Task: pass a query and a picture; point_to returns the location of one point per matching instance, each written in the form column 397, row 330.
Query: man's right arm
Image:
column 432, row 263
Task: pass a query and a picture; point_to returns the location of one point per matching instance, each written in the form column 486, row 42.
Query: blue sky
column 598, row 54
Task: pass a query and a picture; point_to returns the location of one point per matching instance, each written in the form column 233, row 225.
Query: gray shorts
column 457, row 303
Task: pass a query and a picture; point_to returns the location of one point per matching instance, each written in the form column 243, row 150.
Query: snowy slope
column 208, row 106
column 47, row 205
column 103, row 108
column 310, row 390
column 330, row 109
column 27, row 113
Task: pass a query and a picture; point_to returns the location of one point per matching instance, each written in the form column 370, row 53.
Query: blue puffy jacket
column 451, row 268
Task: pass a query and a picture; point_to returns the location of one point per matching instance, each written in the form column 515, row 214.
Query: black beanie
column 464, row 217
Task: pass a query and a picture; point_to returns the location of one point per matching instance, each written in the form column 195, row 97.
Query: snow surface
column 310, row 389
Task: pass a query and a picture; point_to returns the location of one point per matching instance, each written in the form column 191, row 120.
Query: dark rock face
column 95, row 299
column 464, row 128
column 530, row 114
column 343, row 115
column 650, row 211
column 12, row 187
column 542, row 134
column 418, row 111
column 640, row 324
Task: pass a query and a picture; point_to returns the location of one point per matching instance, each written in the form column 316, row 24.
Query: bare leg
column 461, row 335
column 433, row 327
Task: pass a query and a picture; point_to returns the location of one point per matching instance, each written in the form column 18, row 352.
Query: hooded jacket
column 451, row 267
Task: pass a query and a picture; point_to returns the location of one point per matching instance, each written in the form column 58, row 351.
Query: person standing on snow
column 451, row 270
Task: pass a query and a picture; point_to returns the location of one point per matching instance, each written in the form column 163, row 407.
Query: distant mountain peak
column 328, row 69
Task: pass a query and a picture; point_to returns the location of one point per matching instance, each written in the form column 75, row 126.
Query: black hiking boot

_What you should do:_ Copy all of the records above word for word, keeping every line in its original order.

_Task result:_
Task: pass a query and a picture; point_to returns the location of one point per matching instance, each written in the form column 397, row 330.
Query: man's right arm
Image:
column 432, row 263
Task: pass a query and a picture; point_to returns the location of one point per matching instance, each written in the form column 486, row 42.
Query: blue sky
column 598, row 54
Task: pass a query and a picture; point_to returns the location of one point per matching instance, each written in the form column 233, row 225.
Query: gray shorts
column 457, row 303
Task: pass a query and a picture; point_to returns the location of one point per matching instance, each written in the form column 243, row 150.
Query: snowy slope
column 208, row 106
column 47, row 205
column 103, row 108
column 310, row 390
column 330, row 109
column 27, row 113
Task: pass a query and a picture; point_to returns the location of one point per matching instance, each written in the form column 370, row 53.
Query: blue puffy jacket
column 451, row 268
Task: pass a query and a picture; point_to returns the location of one point per matching instance, each written in the form column 515, row 214.
Query: black beanie
column 464, row 217
Task: pass a query and a picture; point_to returns the location of one point per matching instance, each written in the form column 195, row 97.
Query: snow surface
column 310, row 389
Task: pass a query and a picture; point_to returns the location of one point per matching instance, each written in the form column 191, row 120.
Query: dark rock face
column 95, row 299
column 464, row 128
column 530, row 114
column 343, row 115
column 650, row 211
column 12, row 187
column 542, row 134
column 418, row 111
column 640, row 324
Task: pass a query and a picture; point_to returns the location of one point per matching instance, each written in the form column 316, row 24.
Query: bare leg
column 461, row 335
column 433, row 327
Task: pass a query and a picture; point_to returns the location of one point per matching instance, each written in the form column 18, row 352.
Query: hooded jacket
column 451, row 267
Task: pass a query and a picture; point_to returns the location of one point per matching instance, each written in the form column 58, row 351.
Query: person standing on snow
column 451, row 270
Task: pass a query and a picture; point_to returns the location of one point per matching instance, each written in the form column 163, row 407.
Query: distant mountain peak
column 328, row 69
Task: pass a query and a picture; point_to returns the location of one point per matching instance, each written in the form column 75, row 126.
Query: black hiking boot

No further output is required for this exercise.